Top of DATA TO USE

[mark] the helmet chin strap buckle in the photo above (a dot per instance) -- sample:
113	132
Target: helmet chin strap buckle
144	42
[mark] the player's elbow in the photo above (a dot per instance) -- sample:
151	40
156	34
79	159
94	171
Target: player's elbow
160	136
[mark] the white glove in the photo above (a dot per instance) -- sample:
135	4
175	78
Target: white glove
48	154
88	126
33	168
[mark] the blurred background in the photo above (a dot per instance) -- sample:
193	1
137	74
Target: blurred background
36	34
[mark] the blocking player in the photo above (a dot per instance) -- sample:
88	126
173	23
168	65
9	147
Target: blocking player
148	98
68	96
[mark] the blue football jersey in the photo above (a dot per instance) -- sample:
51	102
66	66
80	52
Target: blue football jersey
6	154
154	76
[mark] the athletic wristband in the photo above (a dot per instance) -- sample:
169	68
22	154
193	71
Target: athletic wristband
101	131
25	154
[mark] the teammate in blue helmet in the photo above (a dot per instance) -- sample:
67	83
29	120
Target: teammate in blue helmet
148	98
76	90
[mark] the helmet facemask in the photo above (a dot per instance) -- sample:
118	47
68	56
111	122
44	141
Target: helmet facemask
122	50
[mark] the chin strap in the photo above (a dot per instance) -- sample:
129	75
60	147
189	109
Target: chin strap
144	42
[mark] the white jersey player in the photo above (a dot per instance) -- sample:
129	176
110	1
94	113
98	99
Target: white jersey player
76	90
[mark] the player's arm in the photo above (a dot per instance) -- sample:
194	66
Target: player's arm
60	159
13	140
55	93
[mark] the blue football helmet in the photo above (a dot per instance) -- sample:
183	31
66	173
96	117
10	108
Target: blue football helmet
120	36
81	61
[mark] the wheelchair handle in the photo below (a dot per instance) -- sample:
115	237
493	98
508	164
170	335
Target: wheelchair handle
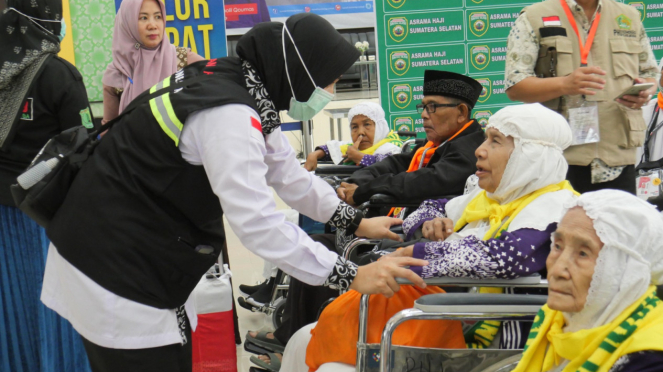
406	133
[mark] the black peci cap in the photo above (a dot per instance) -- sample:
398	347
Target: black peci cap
451	84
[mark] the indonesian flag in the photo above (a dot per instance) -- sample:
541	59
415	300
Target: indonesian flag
551	21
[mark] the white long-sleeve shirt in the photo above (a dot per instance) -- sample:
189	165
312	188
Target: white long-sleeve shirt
241	165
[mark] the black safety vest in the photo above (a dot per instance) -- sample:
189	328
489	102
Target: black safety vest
139	220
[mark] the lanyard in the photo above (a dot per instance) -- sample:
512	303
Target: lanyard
423	155
653	127
584	49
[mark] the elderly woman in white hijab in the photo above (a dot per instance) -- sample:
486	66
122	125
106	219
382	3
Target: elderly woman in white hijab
602	312
499	230
372	140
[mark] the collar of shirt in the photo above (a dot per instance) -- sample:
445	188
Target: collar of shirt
580	15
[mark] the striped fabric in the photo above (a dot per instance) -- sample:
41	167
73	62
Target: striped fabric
163	112
33	338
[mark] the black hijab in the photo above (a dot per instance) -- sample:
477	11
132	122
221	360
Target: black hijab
25	45
325	52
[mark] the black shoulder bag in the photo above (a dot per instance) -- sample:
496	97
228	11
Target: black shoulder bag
43	186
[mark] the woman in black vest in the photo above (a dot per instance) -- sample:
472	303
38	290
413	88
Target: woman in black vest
142	221
40	96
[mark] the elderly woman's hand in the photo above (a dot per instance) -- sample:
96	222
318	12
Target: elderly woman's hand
353	152
438	229
402	252
346	192
312	160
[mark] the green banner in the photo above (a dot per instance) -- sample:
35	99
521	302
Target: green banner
651	12
656	41
493	90
406	122
468	38
418	5
481	3
487	57
490	23
422	28
405	95
411	62
483	114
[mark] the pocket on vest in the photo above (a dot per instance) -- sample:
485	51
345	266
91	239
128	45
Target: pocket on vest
180	268
625	58
635	127
556	52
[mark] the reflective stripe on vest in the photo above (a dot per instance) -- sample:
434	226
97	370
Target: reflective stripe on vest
163	112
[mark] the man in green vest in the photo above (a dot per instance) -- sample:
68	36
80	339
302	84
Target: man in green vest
577	57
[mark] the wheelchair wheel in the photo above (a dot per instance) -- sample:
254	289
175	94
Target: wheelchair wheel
277	315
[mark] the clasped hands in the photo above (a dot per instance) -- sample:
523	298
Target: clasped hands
584	79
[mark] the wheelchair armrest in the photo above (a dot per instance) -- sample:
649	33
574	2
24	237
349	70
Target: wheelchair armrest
384	200
397	229
525	281
336	170
469	303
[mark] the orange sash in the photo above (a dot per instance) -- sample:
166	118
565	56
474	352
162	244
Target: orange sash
336	334
416	160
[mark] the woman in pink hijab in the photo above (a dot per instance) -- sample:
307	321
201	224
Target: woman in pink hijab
142	54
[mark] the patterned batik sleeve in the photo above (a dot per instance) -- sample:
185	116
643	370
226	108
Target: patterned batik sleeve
342	275
367	160
522	52
428	210
381	157
514	254
343	216
324	148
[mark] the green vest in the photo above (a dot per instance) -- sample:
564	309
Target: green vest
617	51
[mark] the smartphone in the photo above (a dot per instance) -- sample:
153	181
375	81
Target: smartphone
634	90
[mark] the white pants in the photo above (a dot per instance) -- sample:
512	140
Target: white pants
294	356
269	270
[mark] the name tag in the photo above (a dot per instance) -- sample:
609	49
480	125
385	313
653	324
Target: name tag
584	122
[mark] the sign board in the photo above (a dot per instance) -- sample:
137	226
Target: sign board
462	36
241	15
196	24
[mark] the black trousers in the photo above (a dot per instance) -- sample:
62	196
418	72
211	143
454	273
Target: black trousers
581	179
169	358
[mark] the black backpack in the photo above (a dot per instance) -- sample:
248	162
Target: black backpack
41	189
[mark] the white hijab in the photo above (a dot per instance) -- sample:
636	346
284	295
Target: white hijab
631	259
374	112
540	136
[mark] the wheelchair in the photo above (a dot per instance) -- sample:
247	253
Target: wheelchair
451	306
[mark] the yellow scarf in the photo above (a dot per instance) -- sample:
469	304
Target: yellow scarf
638	328
392	138
482	207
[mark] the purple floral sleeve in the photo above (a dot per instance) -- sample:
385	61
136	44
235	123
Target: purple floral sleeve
514	254
428	210
326	150
368	160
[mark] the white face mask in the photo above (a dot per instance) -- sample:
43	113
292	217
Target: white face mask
318	100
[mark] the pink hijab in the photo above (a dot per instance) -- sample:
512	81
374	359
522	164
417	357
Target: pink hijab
131	59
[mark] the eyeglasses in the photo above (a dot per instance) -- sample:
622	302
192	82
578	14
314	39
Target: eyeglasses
431	107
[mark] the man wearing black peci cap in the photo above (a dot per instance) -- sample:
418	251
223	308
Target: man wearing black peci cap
442	165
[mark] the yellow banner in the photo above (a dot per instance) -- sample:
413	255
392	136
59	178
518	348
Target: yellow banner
67	44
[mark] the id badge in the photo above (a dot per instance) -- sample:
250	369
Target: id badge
584	122
648	184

Bottom of DATA TO USE

§ **TASK BRIEF**
Copy out all the data exactly. No images belong in the copy.

§ **ANSWER FOR THIS EXERCISE**
[mark] the helmet chin strap buckle in the photo above (a dot per instance) -- sample:
113	132
Target: helmet chin strap buckle
144	42
[mark] the player's elbow in the photo above (a dot per instance) -- sample:
151	40
156	34
79	159
94	171
Target: player's elbow
160	136
[mark] the white glove in the photo above (a dot per instance) -- sample:
135	4
175	78
Target: white glove
48	154
88	126
33	168
[mark] the blurred background in the photo above (a dot per instance) -- sample:
193	1
137	74
Target: blurred background
36	34
[mark] the blocking player in the photo above (a dot per instance) -- sample:
88	126
173	23
168	65
9	147
Target: blocking player
148	98
68	96
[mark] the blue football jersey in the photo above (a dot per instance) -- sample:
51	102
66	66
80	52
Target: blue football jersey
6	154
154	76
[mark] the athletic wristband in the photo above (a dot per instance) -- sample:
169	68
22	154
193	71
Target: athletic wristband
101	131
25	154
[mark] the teammate in blue helmet in the photo above (a dot per instance) -- sample:
67	83
29	120
Target: teammate in blue helmet
148	98
76	90
[mark] the helmet facemask in the photo above (a dot per instance) -- sample:
118	47
68	56
111	122
44	141
Target: helmet facemask
122	50
[mark] the chin strap in the photo above (a dot per instance) -- sample:
129	75
60	147
189	109
Target: chin strap
144	42
[mark] the white jersey player in the photo above (a dot per instance) -- sample:
129	176
110	1
94	113
98	99
Target: white jersey player
76	90
[mark] the player's arm in the photo above (a dot per instance) -- sample:
194	66
Target: player's arm
60	159
13	140
55	93
[mark] the blue football helmet in the photo above (a dot per instance) -- sample:
183	31
66	173
96	117
10	108
Target: blue football helmet
120	36
81	61
[mark] the wheelchair handle in the photo below (a dot per instance) -- sample:
115	237
493	98
508	164
170	335
Target: wheelchair handle
406	133
[mark] the black peci cap in the photo above (a dot per instance) -- sample:
398	347
Target: black peci cap
451	84
[mark] the indonesian flag in the photo above (a dot per instance) -- sample:
541	59
415	300
Target: indonesian flag
551	21
[mark] the white long-sleeve shirt in the photo above (a dot per instance) -- sample:
189	165
312	188
Target: white long-sleeve shirt
241	165
[mark] the black safety vest in the photo above (a dot per instance) -- sample:
189	328
489	102
Target: black safety vest
139	220
[mark] the lanyard in the photo above (a dot per instance) -- sample:
512	303
Target: lanyard
423	155
653	127
584	49
[mark] the elderly woman in white hijab in the photo above (a dot per instance) -- sample:
486	66
122	125
106	219
382	3
Target: elderly woman in white hijab
602	312
499	230
372	140
[mark] the collar of shirt in the photo above (a dot per instance) -- sample:
445	188
Target: collar of shirt
580	15
[mark] the striped fabric in the photo above (a dot per instance) -- sample:
41	167
73	62
Target: striped fabric
163	112
33	338
[mark] the black hijab in the photo above (a dot per instance) -- sample:
477	11
132	122
221	360
Target: black hijab
25	45
325	52
[mark] the black shoulder bag in the photo above (a dot per instance) -- sample:
496	97
228	11
Target: black shoulder bag
43	186
[mark] the woman in black vest in the photo above (a dot per instance) -- sample:
472	303
38	290
413	88
Target: woman in black vest
142	221
40	96
[mark] the elderly woman's hand in the photo above (a dot per instance) -- sample:
96	222
318	12
Target: elderly woman's hand
353	152
438	229
402	252
346	192
312	160
[mark] the green banner in the photo above (a dot per instance) -- sample:
35	99
521	302
Target: green banner
651	12
656	41
493	90
406	122
468	38
418	5
481	3
487	57
490	23
422	28
405	95
411	62
483	114
[mark] the pocket on vest in the photo above (a dot per instance) -- sample:
485	51
345	266
91	239
128	45
Target: pocket on vest
180	268
625	58
635	127
556	52
[mark] the reflective stripe on vest in the photo above (a dot per instance) -- sample:
434	226
97	370
Target: reflective stripe on vest
163	112
[mark] the man in green vest in the photo above (a dot per instance) -- sample:
68	36
80	339
302	84
Target: man in green vest
577	57
[mark] the wheelchair wheel in the photo above (a dot per instance) -- sample:
254	289
175	94
Target: wheelchair wheel
277	315
[mark] the clasped hands in the photo above (a dot per instance) -- sample:
523	298
Target: clasped hands
584	79
[mark] the wheelchair armrest in the photo above (a dot per instance) -- sample:
649	33
574	2
24	237
349	70
Target: wheelchair armrest
384	200
397	229
525	281
336	170
469	303
[mark] the orange sash in the photo above (a dot per instance) -- sample:
166	118
565	56
474	352
162	244
Target: orange sash
336	334
416	160
[mark] the woman in pink hijab in the photo above (a dot per instance) -- sample:
307	321
201	224
Target: woman in pink hijab
142	54
[mark] the patterned batik sleeve in the photo above (a dot per instance) -- sample:
185	116
643	370
226	108
Target: patterned batik sleeve
342	275
367	160
522	52
428	210
381	157
514	254
343	216
324	148
[mark] the green vest in the photo above (a dot per instance) -- sample:
564	309
Target: green vest
617	51
[mark] the smartphone in the photo above (a dot per instance) -- sample:
153	181
375	81
Target: smartphone
634	90
[mark] the white pants in the photo above (a dot per instance) -- sample:
512	140
Target: white pants
294	356
269	270
[mark] the name tag in the photo above (a dot per instance) -- sample:
609	49
480	125
385	313
653	324
Target: name tag
584	122
[mark] the sign board in the photo above (a dot per instance) -- sample:
137	226
Target: sign board
462	36
241	15
196	24
[mark] the black trousers in the photo above (a dot per instance) -- sample:
62	196
418	72
211	143
454	273
Target: black trousers
581	179
169	358
[mark] the black backpack in the photo above (a dot per instance) -- sample:
248	162
Target: black backpack
41	189
[mark] the white hijab in the photo above (a dot per instance) -- sample:
636	346
284	295
Target: white hijab
631	259
374	112
540	136
[mark] the wheelchair in the photo above (a dot per instance) -- sample:
247	253
Target: wheelchair
451	306
[mark] the yellow scarf in the photo above (a dot per instance) -- sample:
469	304
Target: yellow scarf
638	328
392	138
482	207
[mark] the purple floral sleeve in the photo above (a dot per instance) -- sample:
385	61
136	44
235	123
Target: purple floral sleeve
514	254
428	210
326	150
368	160
[mark] the white face mask in the photo above (a dot per instance) -- sample:
43	113
292	217
Target: white face mask
318	100
[mark] the pink hijab in the photo above (a dot per instance) -- sample:
512	81
374	359
522	164
417	357
Target: pink hijab
131	59
[mark] the eyeglasses in the photo above (a dot per instance) -- sample:
622	302
192	82
578	14
314	39
Target: eyeglasses
431	107
[mark] the man wearing black peci cap in the photo above (a dot per instance) -- sample:
418	251
223	308
Target: man wearing black peci cap
442	165
[mark] the yellow banner in the photo above (a dot per instance) -- sample:
413	255
392	136
59	178
518	348
Target: yellow banner
67	44
[mark] the id badge in the photo above (a dot per instance) -- sample:
250	369
Target: id badge
584	122
648	184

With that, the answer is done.